Given passage:
□ □ □ □ □ □ □
Every day, teachers are making a significant difference. At any given moment, teachers are influencing children in positive and meaningful ways. Many societal problems exist, such as violence, drugs, broken homes, poverty, economic crises and a variety of other woes. Teachers struggle with the turmoil of society while trying to offset the negative influences outside of school. As they roll up their sleeves and take strides to improve the lives of their students, teachers are the real heroes.
Today’s teacher is more than a transmitter of knowledge; the demands of the profession are ever-increasing. Many parents and taxpayers have an expectation that a school system should be the do all and be all in their children’s lives. Some parents have a notion that they can drop off their child at the schoolhouse door, and behold, 12 years later, they will be able to pick up a perfect specimen of a human being — well-rounded, academically proficient, emotionally sound, physically fit and ready to meet the next phase of life.
But we know that teachers cannot do it alone. A sound, safe and secure home life is essential. An effort on the parent’s part to prepare the child for school is vital. And parental involvement that results in a partnership in the child’s development is necessary. When that doesn’t occur, then it’s easy to scapegoat the classroom teacher.
As the school year begins, our public schools welcome everyone. The individual classroom teacher is faced with dozens and dozens of human beings who come to school in varying degrees of ability, potential, maturity, motivation levels, and readiness to learn. Students arrive with a tremendous amount of baggage, with various health and nutrition factors, family issues, neighborhood influences and differing socioeconomic levels.
□ □ □ □ □ □ □
Material:
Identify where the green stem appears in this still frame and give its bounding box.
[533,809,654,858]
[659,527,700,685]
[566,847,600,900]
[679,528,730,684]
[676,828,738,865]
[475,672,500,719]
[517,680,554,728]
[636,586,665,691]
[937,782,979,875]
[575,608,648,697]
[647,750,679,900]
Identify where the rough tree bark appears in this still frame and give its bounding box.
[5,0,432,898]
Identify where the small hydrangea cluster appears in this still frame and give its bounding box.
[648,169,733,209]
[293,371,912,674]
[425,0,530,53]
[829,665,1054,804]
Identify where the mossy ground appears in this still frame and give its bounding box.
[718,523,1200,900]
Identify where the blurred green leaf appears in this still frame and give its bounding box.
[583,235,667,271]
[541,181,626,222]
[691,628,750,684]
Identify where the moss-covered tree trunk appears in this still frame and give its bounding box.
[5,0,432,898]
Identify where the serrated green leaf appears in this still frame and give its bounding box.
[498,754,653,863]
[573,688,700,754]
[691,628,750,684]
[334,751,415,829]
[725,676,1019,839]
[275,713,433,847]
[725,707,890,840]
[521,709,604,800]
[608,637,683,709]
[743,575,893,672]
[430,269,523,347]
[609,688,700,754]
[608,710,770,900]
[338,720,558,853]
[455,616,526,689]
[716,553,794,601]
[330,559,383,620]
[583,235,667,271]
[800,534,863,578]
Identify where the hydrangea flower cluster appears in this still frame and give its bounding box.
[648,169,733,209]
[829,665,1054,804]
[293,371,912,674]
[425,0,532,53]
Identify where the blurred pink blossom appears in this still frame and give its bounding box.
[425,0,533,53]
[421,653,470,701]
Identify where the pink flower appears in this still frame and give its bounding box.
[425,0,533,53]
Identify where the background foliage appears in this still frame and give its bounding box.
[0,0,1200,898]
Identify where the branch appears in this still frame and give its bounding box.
□ □ □ □ □ □ □
Work to do:
(a) In the essay about teachers, how many years later do some parents expect to pick up a perfect specimen of a human being?
(b) Rewrite the stretch of the records from the line containing "Identify where the serrated" through the end of the records, replacing "still frame" with "snapshot" and changing nothing else.
The records have no connection to the essay.

Answers for this exercise:
(a) 12 years later.

(b)
Identify where the serrated green leaf appears in this snapshot and give its bounding box.
[498,754,653,863]
[573,688,700,754]
[691,628,750,684]
[334,751,415,829]
[725,676,1019,839]
[275,713,433,847]
[725,707,890,840]
[521,709,604,800]
[608,637,683,709]
[743,575,893,672]
[430,269,523,347]
[609,688,700,754]
[608,710,770,900]
[338,720,558,853]
[455,616,526,689]
[716,553,794,601]
[330,559,383,620]
[583,235,667,271]
[800,534,863,578]
Identify where the hydrangea flower cluster appears in this snapshot and give its bounding box.
[648,169,733,209]
[829,665,1054,804]
[293,371,912,674]
[425,0,532,53]
Identify where the blurred pink blossom appears in this snapshot and give its bounding box.
[425,0,533,53]
[421,653,470,701]
Identify where the pink flower appears in this snapshot and give its bounding box.
[425,0,533,53]
Identify where the background foliage appears in this snapshot and give its bounding box.
[0,0,1200,898]
Identify where the branch appears in this snapshot and give its bounding box.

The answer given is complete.